===== DATA FOR THIS EXERCISE

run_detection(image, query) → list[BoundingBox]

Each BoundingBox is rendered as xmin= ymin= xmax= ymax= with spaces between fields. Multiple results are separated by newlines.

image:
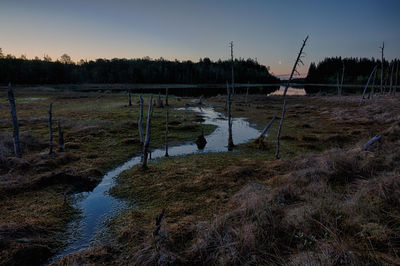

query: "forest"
xmin=0 ymin=50 xmax=280 ymax=84
xmin=305 ymin=57 xmax=398 ymax=84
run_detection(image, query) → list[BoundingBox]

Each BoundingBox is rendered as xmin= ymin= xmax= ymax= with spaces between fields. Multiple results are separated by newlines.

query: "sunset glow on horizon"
xmin=0 ymin=0 xmax=400 ymax=75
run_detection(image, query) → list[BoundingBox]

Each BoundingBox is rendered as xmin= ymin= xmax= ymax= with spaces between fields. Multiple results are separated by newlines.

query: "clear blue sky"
xmin=0 ymin=0 xmax=400 ymax=74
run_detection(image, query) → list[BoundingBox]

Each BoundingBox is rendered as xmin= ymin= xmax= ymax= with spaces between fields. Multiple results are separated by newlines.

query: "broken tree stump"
xmin=364 ymin=135 xmax=382 ymax=151
xmin=8 ymin=82 xmax=22 ymax=158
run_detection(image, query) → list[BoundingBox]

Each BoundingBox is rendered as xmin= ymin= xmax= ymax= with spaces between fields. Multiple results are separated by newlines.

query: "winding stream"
xmin=51 ymin=107 xmax=260 ymax=262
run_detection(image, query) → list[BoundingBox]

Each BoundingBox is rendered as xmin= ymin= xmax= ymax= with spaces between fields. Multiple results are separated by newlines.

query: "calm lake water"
xmin=51 ymin=107 xmax=260 ymax=262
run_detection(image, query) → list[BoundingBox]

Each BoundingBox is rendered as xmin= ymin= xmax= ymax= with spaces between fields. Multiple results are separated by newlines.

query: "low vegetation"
xmin=0 ymin=88 xmax=213 ymax=265
xmin=58 ymin=96 xmax=400 ymax=265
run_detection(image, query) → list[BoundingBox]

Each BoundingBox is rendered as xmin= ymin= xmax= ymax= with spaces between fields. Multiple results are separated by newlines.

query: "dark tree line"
xmin=0 ymin=51 xmax=279 ymax=84
xmin=305 ymin=57 xmax=397 ymax=84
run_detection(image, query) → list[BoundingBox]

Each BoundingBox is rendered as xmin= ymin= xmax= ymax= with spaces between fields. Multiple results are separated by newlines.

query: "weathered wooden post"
xmin=380 ymin=42 xmax=385 ymax=94
xmin=364 ymin=135 xmax=382 ymax=151
xmin=165 ymin=87 xmax=169 ymax=106
xmin=256 ymin=115 xmax=276 ymax=143
xmin=245 ymin=82 xmax=250 ymax=104
xmin=157 ymin=92 xmax=164 ymax=107
xmin=57 ymin=120 xmax=65 ymax=151
xmin=368 ymin=65 xmax=378 ymax=99
xmin=360 ymin=65 xmax=378 ymax=105
xmin=138 ymin=94 xmax=145 ymax=143
xmin=230 ymin=41 xmax=235 ymax=95
xmin=226 ymin=81 xmax=235 ymax=151
xmin=339 ymin=61 xmax=344 ymax=97
xmin=8 ymin=82 xmax=22 ymax=158
xmin=393 ymin=60 xmax=399 ymax=96
xmin=389 ymin=61 xmax=394 ymax=95
xmin=142 ymin=95 xmax=153 ymax=169
xmin=275 ymin=36 xmax=310 ymax=158
xmin=128 ymin=89 xmax=132 ymax=106
xmin=165 ymin=109 xmax=169 ymax=157
xmin=49 ymin=103 xmax=53 ymax=154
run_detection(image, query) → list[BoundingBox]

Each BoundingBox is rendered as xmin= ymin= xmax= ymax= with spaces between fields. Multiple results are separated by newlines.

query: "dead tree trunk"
xmin=142 ymin=95 xmax=153 ymax=169
xmin=360 ymin=65 xmax=378 ymax=105
xmin=246 ymin=82 xmax=249 ymax=104
xmin=226 ymin=81 xmax=235 ymax=151
xmin=230 ymin=42 xmax=235 ymax=96
xmin=165 ymin=88 xmax=169 ymax=106
xmin=339 ymin=61 xmax=344 ymax=96
xmin=57 ymin=120 xmax=65 ymax=151
xmin=368 ymin=65 xmax=378 ymax=99
xmin=389 ymin=62 xmax=394 ymax=95
xmin=49 ymin=103 xmax=53 ymax=154
xmin=157 ymin=92 xmax=164 ymax=108
xmin=364 ymin=135 xmax=382 ymax=151
xmin=393 ymin=60 xmax=399 ymax=96
xmin=380 ymin=42 xmax=385 ymax=94
xmin=8 ymin=83 xmax=22 ymax=158
xmin=128 ymin=90 xmax=132 ymax=106
xmin=165 ymin=109 xmax=169 ymax=157
xmin=138 ymin=95 xmax=145 ymax=143
xmin=275 ymin=36 xmax=310 ymax=158
xmin=256 ymin=115 xmax=276 ymax=142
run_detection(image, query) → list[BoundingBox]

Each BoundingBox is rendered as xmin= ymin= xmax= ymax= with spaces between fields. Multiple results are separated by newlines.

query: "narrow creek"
xmin=50 ymin=107 xmax=260 ymax=262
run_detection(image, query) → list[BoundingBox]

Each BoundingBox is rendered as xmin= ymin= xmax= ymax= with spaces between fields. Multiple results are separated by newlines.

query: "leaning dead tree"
xmin=138 ymin=95 xmax=145 ymax=143
xmin=229 ymin=42 xmax=235 ymax=95
xmin=8 ymin=82 xmax=22 ymax=158
xmin=256 ymin=115 xmax=276 ymax=143
xmin=128 ymin=90 xmax=132 ymax=106
xmin=275 ymin=36 xmax=308 ymax=158
xmin=360 ymin=65 xmax=378 ymax=105
xmin=57 ymin=120 xmax=65 ymax=151
xmin=142 ymin=95 xmax=153 ymax=169
xmin=379 ymin=42 xmax=385 ymax=94
xmin=165 ymin=109 xmax=169 ymax=157
xmin=226 ymin=81 xmax=235 ymax=151
xmin=49 ymin=103 xmax=53 ymax=154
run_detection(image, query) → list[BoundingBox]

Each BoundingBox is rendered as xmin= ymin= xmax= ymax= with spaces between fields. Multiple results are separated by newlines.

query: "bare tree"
xmin=275 ymin=36 xmax=308 ymax=158
xmin=379 ymin=42 xmax=385 ymax=94
xmin=49 ymin=103 xmax=53 ymax=154
xmin=230 ymin=41 xmax=235 ymax=95
xmin=389 ymin=61 xmax=394 ymax=95
xmin=246 ymin=82 xmax=250 ymax=104
xmin=142 ymin=95 xmax=153 ymax=169
xmin=138 ymin=94 xmax=145 ymax=143
xmin=128 ymin=89 xmax=132 ymax=106
xmin=339 ymin=61 xmax=344 ymax=96
xmin=360 ymin=65 xmax=378 ymax=105
xmin=165 ymin=109 xmax=169 ymax=157
xmin=368 ymin=65 xmax=378 ymax=99
xmin=393 ymin=60 xmax=399 ymax=96
xmin=226 ymin=81 xmax=235 ymax=151
xmin=57 ymin=120 xmax=65 ymax=151
xmin=165 ymin=87 xmax=169 ymax=106
xmin=8 ymin=82 xmax=22 ymax=158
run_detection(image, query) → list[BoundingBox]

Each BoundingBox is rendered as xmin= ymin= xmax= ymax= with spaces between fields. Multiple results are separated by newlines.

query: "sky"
xmin=0 ymin=0 xmax=400 ymax=75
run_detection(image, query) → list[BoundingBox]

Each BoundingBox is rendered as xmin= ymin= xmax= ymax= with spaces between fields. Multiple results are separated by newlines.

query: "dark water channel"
xmin=51 ymin=107 xmax=260 ymax=261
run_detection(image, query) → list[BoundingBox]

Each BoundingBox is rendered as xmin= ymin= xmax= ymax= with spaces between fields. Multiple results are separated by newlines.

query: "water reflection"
xmin=51 ymin=107 xmax=260 ymax=261
xmin=268 ymin=86 xmax=307 ymax=96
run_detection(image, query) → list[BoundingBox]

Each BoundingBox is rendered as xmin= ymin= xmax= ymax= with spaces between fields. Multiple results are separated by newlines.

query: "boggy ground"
xmin=0 ymin=87 xmax=213 ymax=265
xmin=58 ymin=96 xmax=400 ymax=265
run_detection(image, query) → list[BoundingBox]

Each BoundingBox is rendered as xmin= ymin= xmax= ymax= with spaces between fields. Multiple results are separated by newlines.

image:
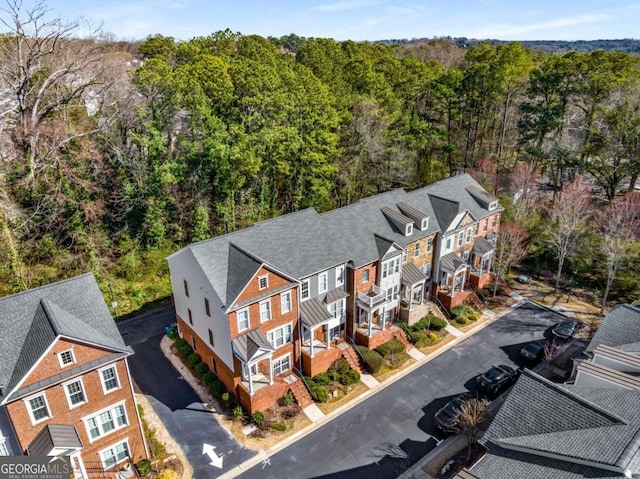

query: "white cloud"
xmin=467 ymin=14 xmax=612 ymax=39
xmin=313 ymin=0 xmax=378 ymax=12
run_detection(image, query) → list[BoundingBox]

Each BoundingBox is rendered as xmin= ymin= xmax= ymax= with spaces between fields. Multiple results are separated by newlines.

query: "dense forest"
xmin=0 ymin=0 xmax=640 ymax=314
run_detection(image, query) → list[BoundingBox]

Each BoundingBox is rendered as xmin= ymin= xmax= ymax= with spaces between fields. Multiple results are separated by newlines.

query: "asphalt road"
xmin=235 ymin=303 xmax=564 ymax=479
xmin=118 ymin=308 xmax=256 ymax=479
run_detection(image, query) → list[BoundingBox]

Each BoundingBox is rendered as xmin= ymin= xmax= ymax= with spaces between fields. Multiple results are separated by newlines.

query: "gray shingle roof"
xmin=300 ymin=298 xmax=333 ymax=328
xmin=27 ymin=424 xmax=82 ymax=456
xmin=440 ymin=253 xmax=467 ymax=273
xmin=473 ymin=236 xmax=496 ymax=256
xmin=231 ymin=329 xmax=275 ymax=363
xmin=586 ymin=304 xmax=640 ymax=352
xmin=175 ymin=174 xmax=501 ymax=306
xmin=0 ymin=273 xmax=132 ymax=397
xmin=473 ymin=370 xmax=640 ymax=477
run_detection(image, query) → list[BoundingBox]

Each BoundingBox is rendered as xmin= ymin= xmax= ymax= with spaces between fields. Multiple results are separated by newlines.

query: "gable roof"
xmin=0 ymin=273 xmax=133 ymax=399
xmin=586 ymin=304 xmax=640 ymax=352
xmin=482 ymin=370 xmax=640 ymax=477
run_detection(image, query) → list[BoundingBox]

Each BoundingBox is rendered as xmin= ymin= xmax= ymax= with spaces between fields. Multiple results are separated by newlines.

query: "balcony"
xmin=357 ymin=285 xmax=387 ymax=311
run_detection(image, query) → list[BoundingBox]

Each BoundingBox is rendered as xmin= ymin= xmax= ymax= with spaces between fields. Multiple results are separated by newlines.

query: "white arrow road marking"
xmin=202 ymin=442 xmax=228 ymax=469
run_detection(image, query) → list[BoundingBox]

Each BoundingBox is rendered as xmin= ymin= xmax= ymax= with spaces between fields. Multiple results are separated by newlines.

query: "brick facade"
xmin=6 ymin=340 xmax=146 ymax=470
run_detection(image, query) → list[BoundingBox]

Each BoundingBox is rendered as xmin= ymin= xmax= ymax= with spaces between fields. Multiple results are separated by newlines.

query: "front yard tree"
xmin=548 ymin=175 xmax=593 ymax=291
xmin=599 ymin=193 xmax=640 ymax=309
xmin=456 ymin=398 xmax=488 ymax=461
xmin=493 ymin=223 xmax=527 ymax=298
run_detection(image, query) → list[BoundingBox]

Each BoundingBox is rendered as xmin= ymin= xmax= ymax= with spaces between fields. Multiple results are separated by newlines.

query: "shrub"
xmin=340 ymin=369 xmax=360 ymax=386
xmin=135 ymin=459 xmax=151 ymax=476
xmin=233 ymin=406 xmax=244 ymax=421
xmin=193 ymin=363 xmax=209 ymax=378
xmin=429 ymin=316 xmax=449 ymax=331
xmin=356 ymin=346 xmax=384 ymax=374
xmin=330 ymin=357 xmax=351 ymax=374
xmin=313 ymin=373 xmax=331 ymax=386
xmin=187 ymin=353 xmax=202 ymax=367
xmin=375 ymin=338 xmax=406 ymax=358
xmin=413 ymin=333 xmax=429 ymax=347
xmin=251 ymin=411 xmax=264 ymax=426
xmin=280 ymin=404 xmax=300 ymax=419
xmin=279 ymin=391 xmax=296 ymax=406
xmin=311 ymin=383 xmax=329 ymax=402
xmin=173 ymin=338 xmax=189 ymax=349
xmin=156 ymin=469 xmax=178 ymax=479
xmin=271 ymin=421 xmax=287 ymax=432
xmin=202 ymin=371 xmax=217 ymax=386
xmin=209 ymin=379 xmax=224 ymax=398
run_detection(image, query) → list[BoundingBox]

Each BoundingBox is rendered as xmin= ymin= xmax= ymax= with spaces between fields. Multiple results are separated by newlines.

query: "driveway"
xmin=235 ymin=303 xmax=564 ymax=479
xmin=118 ymin=308 xmax=256 ymax=479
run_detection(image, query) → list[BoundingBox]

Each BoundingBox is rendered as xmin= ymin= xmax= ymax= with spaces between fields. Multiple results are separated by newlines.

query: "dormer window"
xmin=404 ymin=223 xmax=413 ymax=236
xmin=58 ymin=349 xmax=76 ymax=368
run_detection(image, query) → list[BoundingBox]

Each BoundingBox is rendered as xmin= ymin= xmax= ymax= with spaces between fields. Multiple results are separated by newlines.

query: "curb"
xmin=218 ymin=299 xmax=516 ymax=479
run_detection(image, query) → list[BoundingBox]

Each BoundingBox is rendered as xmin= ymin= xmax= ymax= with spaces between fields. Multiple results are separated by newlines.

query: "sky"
xmin=11 ymin=0 xmax=640 ymax=41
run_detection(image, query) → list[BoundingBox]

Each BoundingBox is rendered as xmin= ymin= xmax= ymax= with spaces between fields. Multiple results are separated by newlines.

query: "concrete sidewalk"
xmin=219 ymin=306 xmax=524 ymax=479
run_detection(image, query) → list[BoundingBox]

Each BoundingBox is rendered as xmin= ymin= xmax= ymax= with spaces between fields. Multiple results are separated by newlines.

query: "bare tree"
xmin=548 ymin=175 xmax=593 ymax=291
xmin=599 ymin=193 xmax=640 ymax=309
xmin=0 ymin=0 xmax=106 ymax=184
xmin=456 ymin=398 xmax=488 ymax=461
xmin=493 ymin=223 xmax=528 ymax=298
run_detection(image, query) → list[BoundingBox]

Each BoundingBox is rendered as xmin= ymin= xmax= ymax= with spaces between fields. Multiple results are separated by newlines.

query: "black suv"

==========

PROBLEM TO WORK ON
Select and copy every line of the records that contains the word "road", matching case exactly.

TASK RESPONSE
query: "asphalt road"
query: "white arrow road marking"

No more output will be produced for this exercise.